### Data entries
__________________________________________________
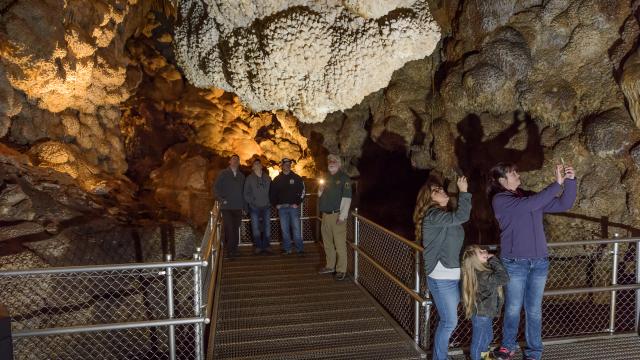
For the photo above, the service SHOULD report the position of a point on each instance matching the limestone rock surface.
(308, 57)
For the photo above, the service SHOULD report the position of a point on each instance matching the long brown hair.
(423, 204)
(470, 264)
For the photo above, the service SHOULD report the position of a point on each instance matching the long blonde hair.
(423, 204)
(470, 264)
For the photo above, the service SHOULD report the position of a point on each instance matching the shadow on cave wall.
(476, 157)
(388, 184)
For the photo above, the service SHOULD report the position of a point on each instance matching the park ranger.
(334, 203)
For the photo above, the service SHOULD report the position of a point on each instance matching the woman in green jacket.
(441, 233)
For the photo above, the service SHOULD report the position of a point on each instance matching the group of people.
(483, 281)
(256, 193)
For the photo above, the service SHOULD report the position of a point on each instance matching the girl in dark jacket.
(440, 231)
(483, 276)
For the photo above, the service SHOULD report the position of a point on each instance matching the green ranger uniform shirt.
(337, 187)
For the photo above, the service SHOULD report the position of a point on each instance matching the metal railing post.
(170, 314)
(356, 241)
(416, 305)
(197, 305)
(614, 281)
(301, 221)
(638, 290)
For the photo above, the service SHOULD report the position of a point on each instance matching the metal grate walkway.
(613, 348)
(278, 307)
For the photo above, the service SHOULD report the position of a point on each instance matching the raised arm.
(565, 201)
(438, 217)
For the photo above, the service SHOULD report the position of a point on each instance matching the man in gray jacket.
(256, 194)
(228, 189)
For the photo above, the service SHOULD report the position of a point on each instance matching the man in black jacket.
(229, 192)
(287, 193)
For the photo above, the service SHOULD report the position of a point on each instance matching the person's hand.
(560, 174)
(569, 172)
(462, 183)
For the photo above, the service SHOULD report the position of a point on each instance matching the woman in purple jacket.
(523, 249)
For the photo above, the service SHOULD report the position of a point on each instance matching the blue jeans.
(481, 336)
(527, 278)
(290, 223)
(446, 296)
(264, 213)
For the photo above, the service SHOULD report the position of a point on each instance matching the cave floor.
(279, 307)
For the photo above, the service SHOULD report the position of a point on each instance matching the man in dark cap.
(286, 194)
(228, 188)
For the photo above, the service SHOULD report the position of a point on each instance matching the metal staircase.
(278, 307)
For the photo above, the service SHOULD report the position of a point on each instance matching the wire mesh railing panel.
(388, 294)
(142, 343)
(58, 300)
(395, 256)
(183, 292)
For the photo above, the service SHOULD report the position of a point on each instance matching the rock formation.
(309, 57)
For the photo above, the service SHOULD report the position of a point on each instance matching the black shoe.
(326, 271)
(503, 353)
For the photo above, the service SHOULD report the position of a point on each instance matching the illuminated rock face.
(68, 54)
(64, 72)
(309, 57)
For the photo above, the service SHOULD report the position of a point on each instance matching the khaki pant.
(334, 238)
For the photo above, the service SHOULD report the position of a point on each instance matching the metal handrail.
(573, 291)
(98, 268)
(592, 242)
(106, 327)
(400, 238)
(390, 276)
(212, 249)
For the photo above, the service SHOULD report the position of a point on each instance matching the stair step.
(305, 342)
(326, 292)
(257, 278)
(293, 284)
(284, 332)
(274, 309)
(251, 292)
(279, 308)
(387, 351)
(272, 269)
(304, 317)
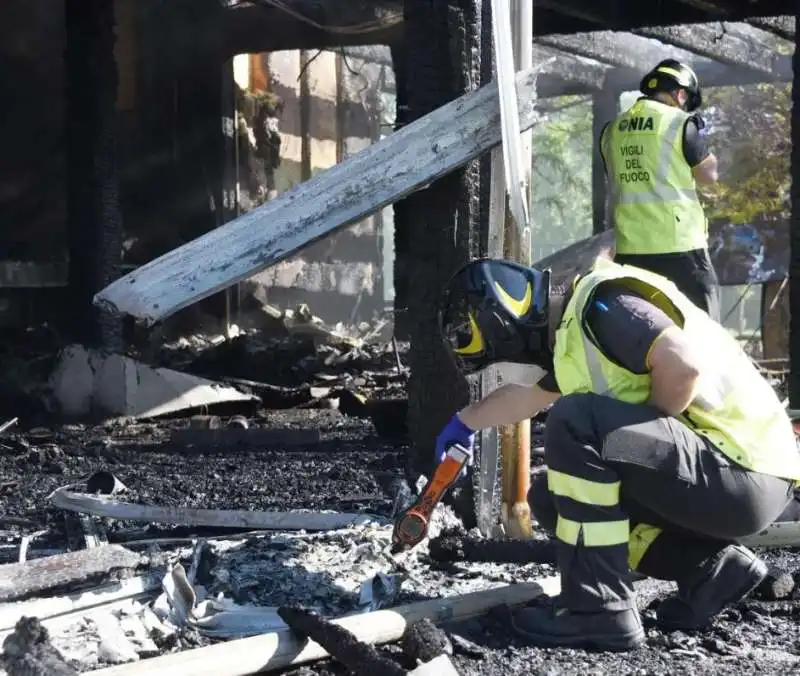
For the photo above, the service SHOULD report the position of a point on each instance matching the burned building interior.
(228, 380)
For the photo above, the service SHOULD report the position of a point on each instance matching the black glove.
(700, 122)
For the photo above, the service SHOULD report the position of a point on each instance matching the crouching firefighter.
(663, 447)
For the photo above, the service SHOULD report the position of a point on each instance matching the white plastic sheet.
(509, 113)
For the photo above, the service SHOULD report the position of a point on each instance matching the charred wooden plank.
(360, 658)
(403, 162)
(20, 581)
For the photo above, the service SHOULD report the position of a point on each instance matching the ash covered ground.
(346, 472)
(349, 469)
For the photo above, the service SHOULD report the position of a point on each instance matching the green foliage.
(751, 140)
(562, 175)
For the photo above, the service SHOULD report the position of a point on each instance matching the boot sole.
(757, 572)
(622, 643)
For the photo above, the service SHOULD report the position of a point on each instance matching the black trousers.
(684, 500)
(691, 271)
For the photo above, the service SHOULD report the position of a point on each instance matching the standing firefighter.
(655, 155)
(663, 447)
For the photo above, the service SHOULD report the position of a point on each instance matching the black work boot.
(554, 626)
(725, 578)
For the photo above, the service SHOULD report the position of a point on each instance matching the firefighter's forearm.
(674, 396)
(507, 405)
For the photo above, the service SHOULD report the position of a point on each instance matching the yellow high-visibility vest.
(735, 408)
(656, 208)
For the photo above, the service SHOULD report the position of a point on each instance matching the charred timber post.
(488, 439)
(94, 217)
(402, 258)
(794, 229)
(605, 104)
(438, 241)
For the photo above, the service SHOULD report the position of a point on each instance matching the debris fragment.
(241, 434)
(360, 658)
(19, 581)
(424, 641)
(8, 424)
(28, 652)
(378, 592)
(777, 586)
(114, 646)
(139, 587)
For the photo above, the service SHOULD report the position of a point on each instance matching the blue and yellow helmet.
(496, 311)
(669, 75)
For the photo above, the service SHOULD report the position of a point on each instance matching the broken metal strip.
(383, 173)
(73, 605)
(33, 275)
(280, 649)
(783, 26)
(103, 506)
(781, 534)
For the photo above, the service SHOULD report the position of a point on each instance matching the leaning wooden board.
(20, 581)
(383, 173)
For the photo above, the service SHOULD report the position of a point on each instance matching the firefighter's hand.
(455, 432)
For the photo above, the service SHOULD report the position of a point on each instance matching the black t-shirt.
(625, 326)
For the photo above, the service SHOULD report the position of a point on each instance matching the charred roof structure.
(601, 49)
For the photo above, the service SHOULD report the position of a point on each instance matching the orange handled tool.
(412, 526)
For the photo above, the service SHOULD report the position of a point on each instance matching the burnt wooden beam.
(783, 26)
(713, 41)
(594, 15)
(252, 27)
(794, 230)
(568, 69)
(637, 54)
(605, 104)
(94, 215)
(615, 49)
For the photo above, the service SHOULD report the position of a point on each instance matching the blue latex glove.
(455, 432)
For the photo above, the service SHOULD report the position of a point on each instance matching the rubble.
(359, 658)
(246, 519)
(237, 580)
(451, 547)
(24, 580)
(424, 641)
(28, 652)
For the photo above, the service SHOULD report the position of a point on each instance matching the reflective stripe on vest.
(736, 409)
(656, 207)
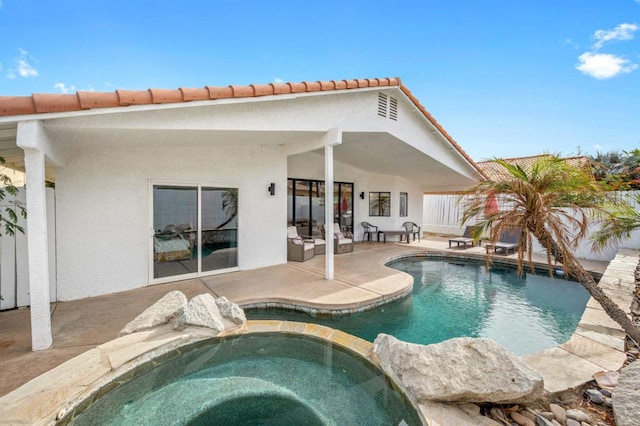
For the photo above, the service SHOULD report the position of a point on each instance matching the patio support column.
__________________________________________________
### The exercise
Each line from the one bearing "the black t-shirt." through the final line of the records is to be copied exactly, and no pictures are to be included.

### Expected answer
For the photo above, the service SHOULD report the position of a point on each instance matching the black t-shirt.
(625, 326)
For the photo above, the service SHOULD report the position of a point on each instance matching the charred roof structure.
(601, 49)
For the photo above, the service SHOULD report the position of a point on each instance matching the orange handled tool.
(412, 526)
For the photo above, the service SHOULD report the position of a point on each instance matching the burnt wooden beam.
(783, 26)
(713, 41)
(594, 15)
(252, 27)
(794, 230)
(568, 69)
(637, 54)
(605, 104)
(94, 215)
(615, 49)
For the photo above, the service SHOULD report the position of a point on each instance matching the blue latex glove.
(455, 432)
For the photo above, the service SHOULD report the position of a point on each instance matching the rubble.
(359, 658)
(246, 519)
(237, 580)
(451, 547)
(24, 580)
(424, 641)
(28, 652)
For the photo above, the service SHOULD report the position of a point on each instance matching the reflective stripe on vest.
(736, 409)
(656, 207)
For the photo above, the service SHOULD report the position of a point on each instance matching the patio support column.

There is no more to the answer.